Text passage:
The output of a neuron travels through its axon. If the information must travel a long distance, the axon is myelinated: it is covered by an insulated sheath. In some neurons, the myelin sheath is interrupted periodically at points called the nodes of Ranvier.

The axon ends in one or more axon terminals (or terminal knobs or terminal boutons). These are the sites where information is sent to the next neuron in line, or to muscles or glands, a specialized structure called the synapse.

This is an example of a neuron we’ll learn about later that incorporates all the features listed. This is the motor neuron which we were introduced to in Unit 10 Objective 5. Information is received on the dendrites; processed through the dendrites and cell body; transmitted via the axon; and at the connection between the neuron and its target (in this case, muscle), the information is sent to the target using a chemical neurotransmitter.

We will study the molecular machinery of the synapse in Unit 13. For now, all we need to know is that an individual neuron makes a lot of synapses; 10,000 synapses would be a rough average number for a typical neuron. Each of these synapses transfers information to a target cell using chemical signals called neurotransmitters.

Questions to answer:
1: According to the passage on neurons, roughly how many synapses does a typical neuron make on average?
2: State whether each statement agrees with the passage on neurons, and quote the words that decide it. (a) In some neurons, the myelin sheath has periodic gaps called the nodes of Ranvier. (b) An axon is myelinated when information must travel only a short distance. (c) The molecular machinery of the synapse is studied in Unit 10.
Use only the passage on neurons.

Record excerpts:
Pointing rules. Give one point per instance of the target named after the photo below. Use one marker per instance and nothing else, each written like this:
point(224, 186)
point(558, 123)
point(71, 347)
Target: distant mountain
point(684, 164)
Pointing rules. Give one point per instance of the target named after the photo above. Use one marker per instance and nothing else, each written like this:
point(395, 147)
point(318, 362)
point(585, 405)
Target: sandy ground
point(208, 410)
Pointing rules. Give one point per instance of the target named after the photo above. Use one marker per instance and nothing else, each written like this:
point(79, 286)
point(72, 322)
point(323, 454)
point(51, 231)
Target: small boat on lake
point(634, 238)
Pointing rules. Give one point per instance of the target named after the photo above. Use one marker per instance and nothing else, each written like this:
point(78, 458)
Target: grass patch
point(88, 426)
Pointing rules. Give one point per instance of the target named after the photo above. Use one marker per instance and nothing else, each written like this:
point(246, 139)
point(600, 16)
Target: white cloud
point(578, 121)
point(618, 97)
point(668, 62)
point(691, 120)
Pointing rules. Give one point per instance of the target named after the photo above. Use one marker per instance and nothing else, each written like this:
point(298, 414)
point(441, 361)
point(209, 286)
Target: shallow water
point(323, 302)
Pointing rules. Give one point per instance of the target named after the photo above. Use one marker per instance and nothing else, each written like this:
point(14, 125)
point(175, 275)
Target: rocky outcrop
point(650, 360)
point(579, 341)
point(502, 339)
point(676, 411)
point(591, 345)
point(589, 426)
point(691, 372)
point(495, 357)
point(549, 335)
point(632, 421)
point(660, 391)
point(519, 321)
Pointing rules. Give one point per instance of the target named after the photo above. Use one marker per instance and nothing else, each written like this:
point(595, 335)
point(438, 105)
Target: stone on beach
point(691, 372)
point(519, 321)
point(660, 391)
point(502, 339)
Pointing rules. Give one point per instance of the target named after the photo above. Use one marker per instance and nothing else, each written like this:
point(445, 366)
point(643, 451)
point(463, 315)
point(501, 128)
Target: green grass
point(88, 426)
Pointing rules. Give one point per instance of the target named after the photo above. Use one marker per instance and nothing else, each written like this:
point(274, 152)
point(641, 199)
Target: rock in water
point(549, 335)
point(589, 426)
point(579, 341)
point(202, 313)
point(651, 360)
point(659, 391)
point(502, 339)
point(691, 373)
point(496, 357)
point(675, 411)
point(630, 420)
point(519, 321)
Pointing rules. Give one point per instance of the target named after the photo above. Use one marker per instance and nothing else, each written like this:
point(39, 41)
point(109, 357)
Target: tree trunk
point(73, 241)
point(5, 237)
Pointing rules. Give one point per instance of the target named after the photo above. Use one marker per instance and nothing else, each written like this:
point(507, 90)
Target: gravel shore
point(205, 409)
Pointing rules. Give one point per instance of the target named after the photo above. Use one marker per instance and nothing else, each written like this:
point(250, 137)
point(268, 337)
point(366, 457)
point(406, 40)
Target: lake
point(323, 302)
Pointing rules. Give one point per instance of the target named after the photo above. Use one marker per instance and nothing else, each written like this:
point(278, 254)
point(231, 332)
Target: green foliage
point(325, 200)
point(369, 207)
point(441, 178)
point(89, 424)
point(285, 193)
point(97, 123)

Responses to the tasks:
1: About 10,000 synapses.

2:
(a) Yes: "In some neurons, the myelin sheath is interrupted periodically at points called the nodes of Ranvier."
(b) No: "If the information must travel a long distance, the axon is myelinated"
(c) No: "We will study the molecular machinery of the synapse in Unit 13."